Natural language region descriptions
◇ ◇ ◇
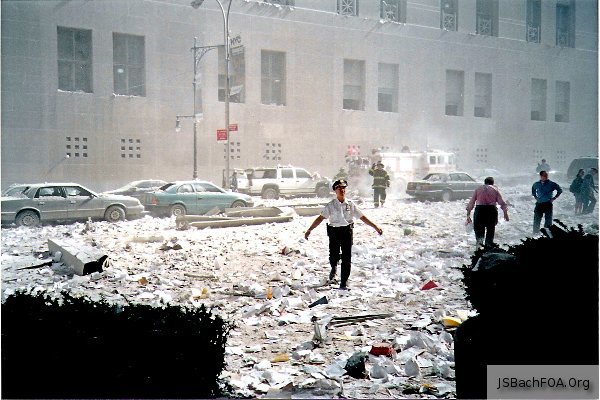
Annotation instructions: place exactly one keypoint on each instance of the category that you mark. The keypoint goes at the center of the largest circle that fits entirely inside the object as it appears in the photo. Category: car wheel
(238, 204)
(178, 210)
(322, 191)
(270, 193)
(114, 214)
(27, 218)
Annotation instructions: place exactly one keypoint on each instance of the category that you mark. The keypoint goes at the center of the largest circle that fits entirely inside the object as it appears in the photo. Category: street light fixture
(196, 4)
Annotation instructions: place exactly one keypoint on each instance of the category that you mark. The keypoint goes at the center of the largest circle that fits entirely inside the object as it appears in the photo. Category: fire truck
(403, 167)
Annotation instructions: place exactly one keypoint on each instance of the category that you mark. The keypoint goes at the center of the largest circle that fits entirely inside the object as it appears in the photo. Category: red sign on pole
(221, 135)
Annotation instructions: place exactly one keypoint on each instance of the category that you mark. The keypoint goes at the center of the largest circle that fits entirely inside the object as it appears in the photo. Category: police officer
(381, 181)
(341, 213)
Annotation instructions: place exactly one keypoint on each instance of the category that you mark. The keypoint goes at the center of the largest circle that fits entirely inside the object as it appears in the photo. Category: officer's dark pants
(484, 223)
(589, 202)
(540, 209)
(378, 194)
(340, 238)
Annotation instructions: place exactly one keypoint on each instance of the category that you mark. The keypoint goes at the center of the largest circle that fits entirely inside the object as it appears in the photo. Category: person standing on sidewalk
(381, 181)
(543, 191)
(341, 213)
(485, 217)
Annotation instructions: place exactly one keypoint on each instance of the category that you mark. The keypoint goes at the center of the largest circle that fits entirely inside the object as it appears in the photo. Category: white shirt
(341, 213)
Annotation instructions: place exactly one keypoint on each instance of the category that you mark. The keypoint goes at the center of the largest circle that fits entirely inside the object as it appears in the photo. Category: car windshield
(15, 191)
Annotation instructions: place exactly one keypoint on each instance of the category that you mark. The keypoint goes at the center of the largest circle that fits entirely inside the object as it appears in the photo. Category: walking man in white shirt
(341, 213)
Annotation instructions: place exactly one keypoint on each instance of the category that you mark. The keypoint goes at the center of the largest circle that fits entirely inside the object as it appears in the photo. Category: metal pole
(195, 174)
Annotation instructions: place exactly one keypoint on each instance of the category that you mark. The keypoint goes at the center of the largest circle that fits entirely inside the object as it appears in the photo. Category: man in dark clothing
(341, 212)
(587, 191)
(542, 191)
(381, 181)
(486, 213)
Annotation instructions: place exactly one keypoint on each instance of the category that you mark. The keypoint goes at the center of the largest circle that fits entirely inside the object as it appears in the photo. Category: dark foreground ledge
(76, 348)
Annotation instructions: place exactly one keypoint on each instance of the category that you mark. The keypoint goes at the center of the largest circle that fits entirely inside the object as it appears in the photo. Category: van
(582, 162)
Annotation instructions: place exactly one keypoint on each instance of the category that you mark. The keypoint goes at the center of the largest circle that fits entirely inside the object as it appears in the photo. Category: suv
(271, 182)
(582, 162)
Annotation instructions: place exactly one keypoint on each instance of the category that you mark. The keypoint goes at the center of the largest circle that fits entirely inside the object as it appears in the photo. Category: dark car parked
(443, 186)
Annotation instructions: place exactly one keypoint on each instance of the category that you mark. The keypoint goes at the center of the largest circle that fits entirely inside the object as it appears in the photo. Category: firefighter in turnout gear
(381, 181)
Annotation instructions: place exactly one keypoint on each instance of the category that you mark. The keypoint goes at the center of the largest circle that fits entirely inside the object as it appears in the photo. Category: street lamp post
(196, 4)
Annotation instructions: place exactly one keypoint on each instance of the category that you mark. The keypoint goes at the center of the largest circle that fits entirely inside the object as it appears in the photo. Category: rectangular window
(388, 88)
(74, 59)
(273, 77)
(534, 21)
(237, 75)
(393, 10)
(455, 86)
(483, 95)
(354, 85)
(565, 24)
(563, 101)
(449, 15)
(129, 60)
(487, 17)
(538, 99)
(348, 7)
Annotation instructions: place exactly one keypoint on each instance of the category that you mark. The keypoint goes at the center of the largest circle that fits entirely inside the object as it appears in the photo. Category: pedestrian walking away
(484, 199)
(543, 166)
(341, 213)
(543, 192)
(575, 188)
(588, 188)
(381, 181)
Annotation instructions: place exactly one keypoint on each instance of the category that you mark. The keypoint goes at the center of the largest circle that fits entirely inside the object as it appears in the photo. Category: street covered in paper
(406, 289)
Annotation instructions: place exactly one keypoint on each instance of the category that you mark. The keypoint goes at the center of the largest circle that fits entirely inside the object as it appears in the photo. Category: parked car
(138, 189)
(272, 182)
(193, 197)
(443, 186)
(43, 202)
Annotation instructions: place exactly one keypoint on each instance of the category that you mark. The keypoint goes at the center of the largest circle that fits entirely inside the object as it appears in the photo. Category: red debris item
(381, 349)
(429, 285)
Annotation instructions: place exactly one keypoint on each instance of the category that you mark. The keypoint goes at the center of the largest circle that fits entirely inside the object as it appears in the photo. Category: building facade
(91, 89)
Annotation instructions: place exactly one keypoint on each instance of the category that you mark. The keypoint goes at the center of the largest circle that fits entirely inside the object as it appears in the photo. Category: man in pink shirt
(485, 217)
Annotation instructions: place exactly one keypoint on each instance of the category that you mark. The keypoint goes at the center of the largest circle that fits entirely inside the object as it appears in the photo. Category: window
(483, 95)
(348, 7)
(487, 17)
(534, 20)
(565, 24)
(455, 85)
(538, 99)
(273, 77)
(287, 173)
(393, 10)
(388, 88)
(449, 15)
(563, 101)
(302, 173)
(354, 85)
(129, 61)
(237, 75)
(74, 59)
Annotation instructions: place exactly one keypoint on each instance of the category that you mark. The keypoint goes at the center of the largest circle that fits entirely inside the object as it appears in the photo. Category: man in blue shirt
(543, 191)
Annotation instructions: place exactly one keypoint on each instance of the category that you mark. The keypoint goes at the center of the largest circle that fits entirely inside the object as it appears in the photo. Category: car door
(82, 203)
(304, 182)
(209, 196)
(286, 180)
(51, 202)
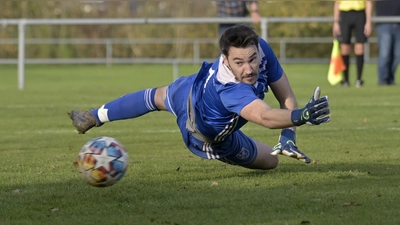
◇ ◇ ◇
**Instructions for the task:** Reprint the data verbatim, pictures excluded.

**Result below:**
Annotation instructions: place exactly one keypoint on each instance of the category that you mark. The keypoint goes at the center of the largest circle that fits entirely inside the object as it appears in the photo. Category: car wheel
(238, 204)
(178, 210)
(322, 191)
(270, 193)
(114, 214)
(27, 218)
Annotation instructions: place exactly one keypoint on each instance of the category that you mark. The keypoint goes at the center of the largest circle that fits entirely inside the object as it appears in the photo. Category: street light fixture
(196, 4)
Annotation instructions: place exactly one keypoint on each instance of the category that you mark. The keypoint goes at the center of the largest circle that fits entirely inside the object as it appears in the photo. Category: fire truck
(403, 167)
Annotation instructions: place exactly one keypoint on each instance of the category that you mark. The keypoint goes at the center of the largest circle that fits entirely inside the object as it appears in the photo. Category: red sign on pole
(221, 135)
Annotation instructions: place exactly one keypoint on each instance of the category that you mark. The keypoint goes at the center of the largest circle that fits entirely inside the object as it appears in the photo. Category: police officer
(381, 181)
(341, 213)
Annotation instructions: place exactly one keypoint on each instance of the category that you mark. The keypoint goes at the center of the largest circle that fits entirely inside the object as it appears in the photo. Category: officer's dark pants
(484, 223)
(589, 202)
(540, 209)
(378, 194)
(340, 238)
Annotation instructions: place exactly one keypoint on each instance of the category that you mark. The keypoint goes at the center of the largest circle that fits entirely inside the object as it appears in the photo. Category: person standing on sidewalk
(381, 181)
(543, 191)
(341, 213)
(485, 217)
Annotation instructions: place exactly one keypoint on each instance of the category that you mark. The keypoint goes at the center of the largest circle that fits entirely inside the object as it appears in the photo. Category: white shirt
(341, 213)
Annotation instructions: place exactly one keypoint on each instance of the category that you mark. The keypoint goes at the center of the largest circle that fits entirely inside the object as it appears in the photo. Category: car windshield
(15, 191)
Annotation instructions: place exactly one keypoint on each instance of the category that you mark. The keypoint goes at the center of the largest circle that fits entirely inside the object as it appears in the photo. Category: walking man in white shirt
(341, 213)
Annotation instructions: place exactly one keypoint on each instance of the category that you mark. The keypoint goes at the center of the largest circle that fits entirely inside the object as it appears in the photo. Category: metal pole
(195, 174)
Annotation instructions: place exactly one keypoint on each instance of the category that you mark. The keypoint goes at the center of the largest circle that fits entirely inside the object as it appears in the photo. Category: man in dark clothing
(341, 212)
(587, 191)
(542, 191)
(381, 181)
(486, 213)
Annotation instructions: place exactly one keypoint on each instance of the category that you mark. The keypoint goes at the center of the largest circle that fits entirely inside the object as it appears in the photo. Category: dark foreground ledge
(76, 348)
Annotation instructions: place exactly one keypoint on each instance of the category that you mark. The keypoint goes at the center of the largest circle that fits entirely inside the object as it appears in the photo. Category: van
(582, 162)
Annotation instructions: place exactly one keypoint on each instance of the category that you mark. The keypoint goes at the center of the largest circle that fits entirely inside the object as it appears in the photo. Category: suv
(271, 182)
(582, 162)
Annotation instructions: place exactly one keypoint on each instance of the category that you mark. The keypoint goes at the center of the largest circle that fits entirely inside the object as it appears in the photo. Category: dark car parked
(443, 186)
Annotation instructions: place exactly one keypoint on each instance of the category that you mark. The keypoint goes at the center of the largest circle that fits entirely inside the object as it appears in the photo. Category: firefighter in turnout gear
(381, 181)
Annotation instructions: place exactly one keypoint on each instance of the category that you mark. The keypoint goes at the center of the largest circle that fits entirely inside the object as it appears in the photo. Category: street lamp post
(196, 4)
Annotation instructions: place exactly one keypoint on each instance of the category that you mark. The keypoint goes at the center of the largest circle that fits entirely inside the object as it appears in the photo. Category: rectangular window
(388, 88)
(74, 59)
(273, 77)
(534, 21)
(237, 75)
(393, 10)
(455, 86)
(483, 95)
(354, 85)
(565, 24)
(563, 101)
(449, 15)
(129, 60)
(487, 17)
(538, 99)
(348, 7)
Annotation instructions: place exactly one keypoint on each instance of the category that you mark. The keypoint goes at the center of the largest circle that fits entirely inside the object as it appears in the photo. Category: pedestrian walking away
(484, 199)
(543, 166)
(341, 213)
(543, 192)
(575, 188)
(588, 188)
(381, 181)
Annotation instructions: place exactly one keypoint on each instance of the category that you mark. The keypoint goes at the center of the largest circle that fits entirely inside the object as it appears in the photo. Category: street covered in paper
(406, 289)
Annotation instructions: place exactly one keypoint on each instance of the category that you mark. The keypoint goes at the center of the largest circle that fits entirely inside the object as it appears in the photo. Category: parked car
(138, 189)
(272, 182)
(193, 197)
(443, 186)
(43, 202)
Annotation instructions: place exactly one keypoint on each instance of the category that you mark. The keypoint goes at the center of the largest circle that fits entirely inside the object as it appears in the photo. Category: red debris item
(381, 349)
(429, 285)
Annotation instructions: place exactly one keypoint on each instance of the category that you mark. The keypoint goes at the center of the largest circle that fits entirely inside the object as it appears in the photo. Category: building facade
(91, 89)
Annotation instructions: place exactly one keypoint on each instance of the category that you mark. The keypoint goes at the center of the largest circle that fits entirely inside the object as it appears in the photo. Category: man in pink shirt
(485, 217)
Annotation instructions: place exactly one keypoint on each instance of the category that you mark. The keypoint goes at the center of the largest circle that fits entirely inside the object as it appears in the photo. Category: window
(483, 95)
(348, 7)
(487, 17)
(534, 20)
(565, 24)
(455, 85)
(538, 99)
(273, 77)
(287, 173)
(393, 10)
(388, 88)
(449, 15)
(563, 101)
(302, 173)
(354, 85)
(129, 61)
(237, 75)
(74, 59)
Annotation instructions: place exactly one keypoint on each instance of the category that you mark. The keypoint goes at the center of the largest circle that fits entirely inside the object as it appears in the photo. Category: man in blue shirt
(543, 191)
Annotation instructions: place exactly one keypoint on each instance of the category that you mark. The keypoint goes at the center of the largest circle that fits entirely inside the object as it appears in the photo. Category: car door
(82, 203)
(304, 182)
(209, 196)
(286, 180)
(51, 202)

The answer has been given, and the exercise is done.